◆ **Instrucciones de trabajo**
[A] Traduzca al inglés esta oración del fragmento sobre el conflicto entre Israel y Hamás: "Las imágenes del ataque acongojan por el odio que desprenden."
[B] Enumere todas las cifras que el fragmento sobre el conflicto entre Israel y Hamás da como número de personas muertas o secuestradas.
[C] Prosiga el fragmento sobre el conflicto entre Israel y Hamás a partir de su última oración.

━━━━━ Fragmento proporcionado

El pasado 7 de octubre terroristas de Hamás entraron en Israel desde la franja de Gaza y mataron a más de 1.100 personas, incluidas mujeres y niños, y secuestraron a otras 250. Entre las víctimas, había numerosos jóvenes que disfrutaban de un festival de música y, seguro, veían a los palestinos como personas, no como enemigos. Eran posibles adalides de la paz entre ambos pueblos. Las imágenes del ataque acongojan por el odio que desprenden. Los terroristas veían a los israelíes como la encarnación del mal, como seres infrahumanos a los que eliminar sin piedad alguna.
La venganza de Israel no se hizo esperar y, más de 10 meses después, se ha cobrado ya 40.000 vidas palestinas, 40 veces más que los israelíes asesinados. El Ejército ha bombardeado, sin rubor alguno, hospitales y escuelas porque, supuestamente, se escondían allí líderes de la organización terrorista. Masacre tras masacre de un odio desmesurado que cree que eliminar a una persona en concreto justifica el baño de sangre de víctimas inocentes.

━━━━━━━━━━
━━━━━ Datos proporcionados

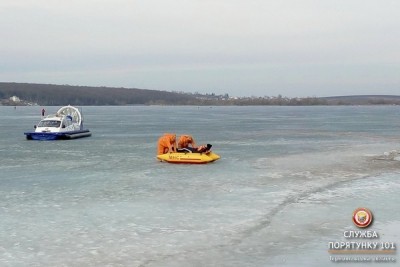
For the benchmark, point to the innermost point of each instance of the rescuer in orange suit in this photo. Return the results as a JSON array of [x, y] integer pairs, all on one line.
[[185, 141], [166, 143]]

━━━━━━━━━━

◆ **Respuestas del ejercicio**
[A] The images of the attack are distressing because of the hatred they exude.

[B]
- Más de 1.100 personas muertas en el ataque de Hamás
- 250 personas secuestradas
- 40.000 vidas palestinas

[C]
El jueves, explica la agencia Efe, unos 50 colonos israelíes enmascarados invadieron la aldea palestina de Jit y mataron a tiros a un joven de 23 años. Además incendiaron cuatro casas y seis vehículos. La violencia de los colonos contra los palestinos y sus propiedades se ha convertido en habitual en Cisjordania, que suele incluir incendios, lanzamiento de piedras, arranque de cultivos y olivos y ataques a poblados vulnerables, y rara vez es perseguida por las autoridades israelíes. Es la enésima muestra de odio.
Podrá haber negociaciones de paz al más alto nivel, si las hay, pero mientras no se combata ese odio todo será inútil.